Return every line of the data below verbatim, altering nothing.

"""

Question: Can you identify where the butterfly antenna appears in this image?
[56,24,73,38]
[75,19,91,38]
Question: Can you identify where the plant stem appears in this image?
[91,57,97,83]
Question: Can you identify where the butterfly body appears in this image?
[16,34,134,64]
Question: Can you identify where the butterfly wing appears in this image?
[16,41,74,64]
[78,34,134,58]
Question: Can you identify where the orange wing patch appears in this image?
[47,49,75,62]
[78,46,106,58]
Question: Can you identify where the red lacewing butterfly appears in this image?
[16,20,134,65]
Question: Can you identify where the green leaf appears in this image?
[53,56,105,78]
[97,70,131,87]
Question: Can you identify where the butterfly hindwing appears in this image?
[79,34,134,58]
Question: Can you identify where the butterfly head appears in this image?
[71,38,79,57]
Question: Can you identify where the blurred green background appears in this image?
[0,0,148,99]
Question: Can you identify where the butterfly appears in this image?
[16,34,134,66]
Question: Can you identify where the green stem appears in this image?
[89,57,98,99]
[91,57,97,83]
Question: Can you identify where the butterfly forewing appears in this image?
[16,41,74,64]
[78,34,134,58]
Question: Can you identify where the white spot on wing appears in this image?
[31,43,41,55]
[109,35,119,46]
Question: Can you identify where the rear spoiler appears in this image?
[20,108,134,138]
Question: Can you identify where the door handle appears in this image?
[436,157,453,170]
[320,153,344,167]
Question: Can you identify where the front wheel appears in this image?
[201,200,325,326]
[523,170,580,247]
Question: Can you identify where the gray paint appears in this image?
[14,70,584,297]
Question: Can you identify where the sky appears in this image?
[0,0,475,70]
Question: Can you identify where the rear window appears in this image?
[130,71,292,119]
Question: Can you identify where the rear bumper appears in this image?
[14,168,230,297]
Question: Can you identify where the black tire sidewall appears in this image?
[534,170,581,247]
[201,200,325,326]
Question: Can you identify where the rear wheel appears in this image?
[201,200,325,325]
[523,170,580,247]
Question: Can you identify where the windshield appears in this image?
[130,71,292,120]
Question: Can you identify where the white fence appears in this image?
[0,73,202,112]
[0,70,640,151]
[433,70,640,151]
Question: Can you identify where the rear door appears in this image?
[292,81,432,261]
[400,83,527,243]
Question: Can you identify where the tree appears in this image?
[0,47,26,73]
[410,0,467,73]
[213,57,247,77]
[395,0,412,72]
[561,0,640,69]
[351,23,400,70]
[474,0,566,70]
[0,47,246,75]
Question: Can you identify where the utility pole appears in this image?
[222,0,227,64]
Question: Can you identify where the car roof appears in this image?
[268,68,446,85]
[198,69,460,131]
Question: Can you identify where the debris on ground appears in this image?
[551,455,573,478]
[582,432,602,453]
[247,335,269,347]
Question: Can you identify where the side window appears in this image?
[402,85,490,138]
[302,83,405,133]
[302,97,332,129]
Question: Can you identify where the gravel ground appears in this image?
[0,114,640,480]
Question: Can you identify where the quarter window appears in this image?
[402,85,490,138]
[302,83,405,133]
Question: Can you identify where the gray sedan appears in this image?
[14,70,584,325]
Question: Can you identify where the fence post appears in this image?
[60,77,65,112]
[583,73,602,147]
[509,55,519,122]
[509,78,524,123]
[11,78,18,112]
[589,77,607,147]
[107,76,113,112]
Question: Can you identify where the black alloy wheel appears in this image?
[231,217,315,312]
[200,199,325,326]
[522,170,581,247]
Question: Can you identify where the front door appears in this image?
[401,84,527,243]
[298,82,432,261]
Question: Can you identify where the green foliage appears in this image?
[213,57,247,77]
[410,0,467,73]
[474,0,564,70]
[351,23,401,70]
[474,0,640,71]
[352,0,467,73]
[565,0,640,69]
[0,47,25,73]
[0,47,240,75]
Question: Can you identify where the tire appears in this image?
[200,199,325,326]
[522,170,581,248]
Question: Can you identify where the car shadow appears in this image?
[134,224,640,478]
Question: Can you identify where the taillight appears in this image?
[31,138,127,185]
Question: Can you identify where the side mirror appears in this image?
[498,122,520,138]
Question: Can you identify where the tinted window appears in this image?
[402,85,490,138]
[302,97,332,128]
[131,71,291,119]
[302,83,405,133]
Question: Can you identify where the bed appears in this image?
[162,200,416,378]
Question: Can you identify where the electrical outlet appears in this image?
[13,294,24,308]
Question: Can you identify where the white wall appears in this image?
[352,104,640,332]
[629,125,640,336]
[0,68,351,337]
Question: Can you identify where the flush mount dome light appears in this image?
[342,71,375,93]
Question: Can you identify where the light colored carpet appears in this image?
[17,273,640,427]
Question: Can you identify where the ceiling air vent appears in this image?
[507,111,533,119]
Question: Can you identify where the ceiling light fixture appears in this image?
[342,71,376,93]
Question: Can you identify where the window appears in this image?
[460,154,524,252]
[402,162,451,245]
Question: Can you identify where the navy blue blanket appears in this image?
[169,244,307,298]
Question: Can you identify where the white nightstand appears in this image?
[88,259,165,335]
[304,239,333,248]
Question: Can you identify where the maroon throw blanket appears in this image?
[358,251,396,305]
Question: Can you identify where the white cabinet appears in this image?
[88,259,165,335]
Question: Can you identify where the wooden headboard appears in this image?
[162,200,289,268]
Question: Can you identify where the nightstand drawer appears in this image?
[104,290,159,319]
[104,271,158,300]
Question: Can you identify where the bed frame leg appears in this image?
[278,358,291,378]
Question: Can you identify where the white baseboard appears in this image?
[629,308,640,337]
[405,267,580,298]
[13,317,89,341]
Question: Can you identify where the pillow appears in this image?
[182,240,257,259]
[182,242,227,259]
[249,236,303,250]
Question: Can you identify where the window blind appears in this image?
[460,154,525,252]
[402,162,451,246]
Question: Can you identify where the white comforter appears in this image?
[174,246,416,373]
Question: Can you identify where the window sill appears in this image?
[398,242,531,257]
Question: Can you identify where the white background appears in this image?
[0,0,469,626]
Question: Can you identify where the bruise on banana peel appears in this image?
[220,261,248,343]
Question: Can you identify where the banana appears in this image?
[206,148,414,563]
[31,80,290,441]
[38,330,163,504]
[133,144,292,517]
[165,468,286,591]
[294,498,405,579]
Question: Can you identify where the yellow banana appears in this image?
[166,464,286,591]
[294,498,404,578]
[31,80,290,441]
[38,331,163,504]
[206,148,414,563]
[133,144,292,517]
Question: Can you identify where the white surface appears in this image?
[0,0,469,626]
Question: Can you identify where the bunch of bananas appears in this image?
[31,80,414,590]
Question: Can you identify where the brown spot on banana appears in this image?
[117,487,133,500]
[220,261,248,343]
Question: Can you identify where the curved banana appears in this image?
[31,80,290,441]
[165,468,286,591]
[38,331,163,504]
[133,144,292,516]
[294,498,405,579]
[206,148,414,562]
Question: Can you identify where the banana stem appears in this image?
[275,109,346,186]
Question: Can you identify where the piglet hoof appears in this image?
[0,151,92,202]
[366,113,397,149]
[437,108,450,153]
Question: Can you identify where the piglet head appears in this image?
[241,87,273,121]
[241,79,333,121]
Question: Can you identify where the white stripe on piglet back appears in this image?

"""

| OUTPUT FOR THIS TASK |
Question: Can you identify where the butterfly antenna appears in this image?
[56,24,73,38]
[75,19,91,38]
Question: Can you identify where the plant stem appears in this image?
[91,57,97,83]
Question: Can you identify where the butterfly body appears in this image?
[16,34,134,64]
Question: Can you identify where the butterfly wing appears in this image?
[16,41,74,64]
[78,34,134,58]
Question: Can you identify where the orange wing patch appears in this image?
[47,49,75,62]
[78,46,106,58]
Question: Can you identify where the red lacewing butterfly appears in this image?
[16,20,134,65]
Question: Can you identify where the green leaf appears in this image?
[53,56,105,78]
[97,70,131,87]
Question: Can you identify where the butterfly hindwing appears in this image?
[79,34,134,58]
Question: Can you identify where the butterfly head appears in this image?
[71,38,79,57]
Question: Can you identify where the blurred green background appears in this image?
[0,0,148,99]
Question: Can you identify where the butterfly appears in this image?
[16,34,134,66]
Question: Can you identify where the green stem appears in this image?
[89,57,98,99]
[91,57,97,83]
Question: Can you identify where the butterfly forewing appears in this image?
[16,41,74,64]
[78,34,134,58]
Question: Can you identify where the white spot on wing appears in this image?
[31,43,41,55]
[109,35,119,46]
Question: Can you identify where the rear spoiler appears in this image?
[20,108,134,138]
Question: Can you identify where the door handle appears in this image?
[436,157,453,170]
[320,153,344,167]
Question: Can you identify where the front wheel appears in this image?
[201,200,325,326]
[523,170,580,247]
Question: Can you identify where the gray paint appears in this image?
[14,70,584,297]
Question: Can you identify where the sky appears in this image?
[0,0,475,70]
Question: Can you identify where the rear window appears in this image?
[130,71,292,119]
Question: Can you identify where the rear bumper appears in this image?
[14,168,230,297]
Question: Can you identify where the black tire sidewall appears in this image?
[534,170,581,247]
[201,200,325,326]
Question: Can you identify where the rear wheel appears in this image?
[201,200,325,325]
[523,170,580,247]
Question: Can you identify where the windshield appears in this image?
[130,71,292,120]
Question: Can you identify where the white fence appears in this image?
[0,73,202,112]
[0,70,640,151]
[433,70,640,151]
Question: Can you identify where the rear door appears in this image?
[292,81,432,261]
[400,83,527,243]
Question: Can you identify where the tree appears in this image?
[0,47,26,73]
[410,0,467,73]
[213,57,247,77]
[395,0,412,72]
[561,0,640,69]
[351,23,400,70]
[474,0,566,70]
[0,47,246,75]
Question: Can you identify where the utility pole appears in this image?
[222,0,227,64]
Question: Can you identify where the car roof appears in this image?
[268,68,446,85]
[198,69,460,131]
Question: Can you identify where the debris on ground appears in this image?
[551,455,573,478]
[582,432,602,453]
[247,335,269,347]
Question: Can you identify where the side window appears in this image?
[402,85,490,138]
[302,83,405,133]
[302,97,332,129]
Question: Can you identify where the gravel ground appears in this image?
[0,114,640,480]
Question: Can you identify where the quarter window appears in this image?
[402,85,490,138]
[302,83,405,133]
Question: Can you identify where the gray sedan appears in this image?
[14,70,584,325]
Question: Can you identify where the fence post appears in this image?
[60,77,65,112]
[583,73,602,147]
[509,55,519,122]
[509,78,524,123]
[11,78,18,112]
[589,77,607,147]
[107,76,113,112]
Question: Can you identify where the black alloy wheel appears in this image?
[231,217,315,312]
[200,199,325,326]
[522,170,581,247]
Question: Can you identify where the front door appears in this image?
[401,84,527,243]
[298,82,432,261]
Question: Can you identify where the green foliage appears in this image?
[213,57,247,77]
[410,0,467,73]
[474,0,564,70]
[351,23,401,70]
[474,0,640,71]
[352,0,467,73]
[565,0,640,69]
[0,47,25,73]
[0,47,240,75]
Question: Can you identify where the tire appears in this image?
[200,199,325,326]
[522,170,581,248]
Question: Can you identify where the car shadow appears in this image?
[134,224,640,478]
Question: Can you identify where the taillight appears in this image?
[31,138,127,185]
Question: Can you identify where the side mirror appears in this image?
[498,122,520,138]
Question: Can you identify where the tinted window appears in this image?
[402,85,490,138]
[302,97,332,128]
[131,71,291,119]
[302,83,405,133]
Question: Can you identify where the bed appears in this image?
[162,200,416,378]
Question: Can you identify where the electrical outlet appears in this image?
[13,294,24,308]
Question: Can you identify where the white wall appears in this image?
[352,104,640,332]
[629,125,640,336]
[0,68,351,337]
Question: Can you identify where the flush mount dome light appears in this image?
[342,71,375,93]
Question: Can you identify where the light colored carpet appears in this image?
[17,273,640,427]
Question: Can you identify where the ceiling air vent appears in this image?
[507,111,533,119]
Question: Can you identify where the ceiling light fixture appears in this image?
[342,71,376,93]
Question: Can you identify where the window appears in this image?
[460,154,524,252]
[402,162,451,245]
Question: Can you identify where the navy blue blanket appears in this image?
[169,244,307,298]
Question: Can you identify where the white nightstand appears in this image?
[88,259,165,335]
[304,239,333,248]
Question: Can you identify where the maroon throw blanket appears in this image?
[358,251,396,305]
Question: Can you identify where the white cabinet appears in this image?
[88,259,165,335]
Question: Can you identify where the wooden headboard appears in this image?
[162,200,289,268]
Question: Can you identify where the nightstand drawer appears in this image?
[104,290,159,319]
[104,271,158,300]
Question: Can you identify where the bed frame leg appears in this image?
[278,358,291,378]
Question: Can you identify where the white baseboard appears in this image?
[629,308,640,337]
[405,267,580,298]
[13,317,89,341]
Question: Can you identify where the pillow appears in this image?
[182,240,257,259]
[182,242,227,259]
[249,236,303,250]
Question: Can you identify where the window blind appears in this image?
[460,154,525,252]
[402,162,451,246]
Question: Can you identify where the white comforter appears in this image?
[174,246,416,373]
Question: Can you identify where the window sill appears in this image?
[398,242,531,257]
Question: Can you identify where the white background appears in this image?
[0,0,469,626]
Question: Can you identify where the bruise on banana peel appears in this image?
[220,261,248,343]
Question: Can you identify where the banana appears in this image?
[206,148,414,563]
[31,80,290,441]
[38,330,163,504]
[133,144,292,517]
[165,468,286,591]
[294,498,405,579]
Question: Can you identify where the yellow banana appears in this image?
[166,464,286,591]
[294,498,404,578]
[31,80,290,441]
[38,331,163,504]
[206,148,414,563]
[133,144,292,517]
Question: Can you identify where the white surface appears in this image?
[0,0,469,626]
Question: Can you identify where the bunch of bananas appears in this image?
[31,80,414,590]
Question: Can you identify where the brown spot on banana appears in this image?
[117,487,133,500]
[220,261,248,343]
Question: Can you identify where the curved banana appears in this image?
[31,80,290,441]
[165,468,286,591]
[38,331,163,504]
[133,144,292,516]
[294,498,405,579]
[206,148,414,562]
Question: Can you identify where the banana stem appears in this image?
[275,109,346,186]
Question: Can you identify where the piglet hoof appears in this image?
[0,151,92,202]
[366,113,397,149]
[437,108,450,153]
Question: Can you identify where the piglet head appears in this image?
[241,87,273,121]
[241,79,333,121]
Question: Can you identify where the white stripe on piglet back appears in this image?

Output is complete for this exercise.